» Work to be completed:
Copy each of the entries below word for word, and leave out the pictures.

(Labeled shape entries)

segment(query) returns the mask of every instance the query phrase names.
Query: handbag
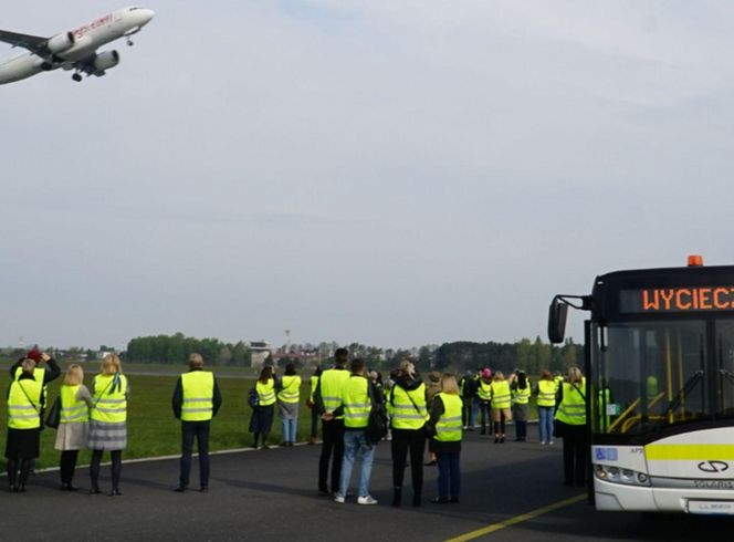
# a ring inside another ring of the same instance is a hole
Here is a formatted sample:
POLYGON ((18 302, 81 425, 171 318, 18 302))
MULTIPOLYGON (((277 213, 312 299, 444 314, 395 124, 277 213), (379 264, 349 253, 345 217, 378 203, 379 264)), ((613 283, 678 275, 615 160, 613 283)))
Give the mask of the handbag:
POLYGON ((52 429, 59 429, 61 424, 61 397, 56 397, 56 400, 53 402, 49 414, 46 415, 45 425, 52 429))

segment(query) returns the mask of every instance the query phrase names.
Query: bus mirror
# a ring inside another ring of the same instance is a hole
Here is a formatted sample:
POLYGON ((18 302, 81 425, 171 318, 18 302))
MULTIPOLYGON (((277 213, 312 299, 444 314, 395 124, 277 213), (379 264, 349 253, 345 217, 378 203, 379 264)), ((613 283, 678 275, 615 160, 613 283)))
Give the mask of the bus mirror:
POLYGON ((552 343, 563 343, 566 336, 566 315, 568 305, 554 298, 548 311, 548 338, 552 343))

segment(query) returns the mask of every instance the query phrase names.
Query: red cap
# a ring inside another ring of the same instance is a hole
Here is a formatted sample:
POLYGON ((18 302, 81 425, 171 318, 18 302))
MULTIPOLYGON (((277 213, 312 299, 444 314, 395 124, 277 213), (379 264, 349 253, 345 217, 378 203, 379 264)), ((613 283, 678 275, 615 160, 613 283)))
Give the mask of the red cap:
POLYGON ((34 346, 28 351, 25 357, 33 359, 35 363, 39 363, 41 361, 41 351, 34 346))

» Exercise solution:
segment(query) returns the mask of every instance the query phrase names.
Query: handbag
# a ring inside another ring of the same instance is a hole
Here is a formatted sample:
POLYGON ((18 302, 81 425, 171 318, 18 302))
MULTIPOLYGON (((277 213, 312 299, 444 314, 395 124, 277 213), (379 264, 349 253, 345 217, 378 203, 379 264)), ((613 283, 678 275, 615 160, 613 283)))
Give the mask of the handbag:
POLYGON ((52 429, 59 429, 61 424, 61 397, 56 397, 56 400, 53 402, 49 414, 46 415, 45 425, 52 429))

segment(query) returns the mask of every instance the query phrase names.
Query: bus mirror
# a ring inside another ring of the same instance is a hole
Here is a formatted sample:
POLYGON ((18 302, 81 425, 171 318, 18 302))
MULTIPOLYGON (((277 213, 312 299, 444 314, 395 124, 277 213), (379 264, 349 253, 345 217, 378 203, 379 264)), ((613 283, 678 275, 615 160, 613 283)))
Give the mask of the bus mirror:
POLYGON ((552 343, 563 343, 566 336, 566 315, 568 305, 554 298, 548 311, 548 338, 552 343))

segment(query) returns the mask of every instance the query phrase names.
Query: red cap
# a ring inside another ring of the same instance is a hole
Here is a formatted sample:
POLYGON ((18 302, 81 425, 171 318, 18 302))
MULTIPOLYGON (((277 213, 312 299, 444 314, 395 124, 277 213), (379 264, 349 253, 345 217, 378 203, 379 264)), ((613 283, 678 275, 615 160, 613 283)))
Give the mask of the red cap:
POLYGON ((34 346, 28 351, 25 357, 33 359, 35 363, 39 363, 41 361, 41 351, 34 346))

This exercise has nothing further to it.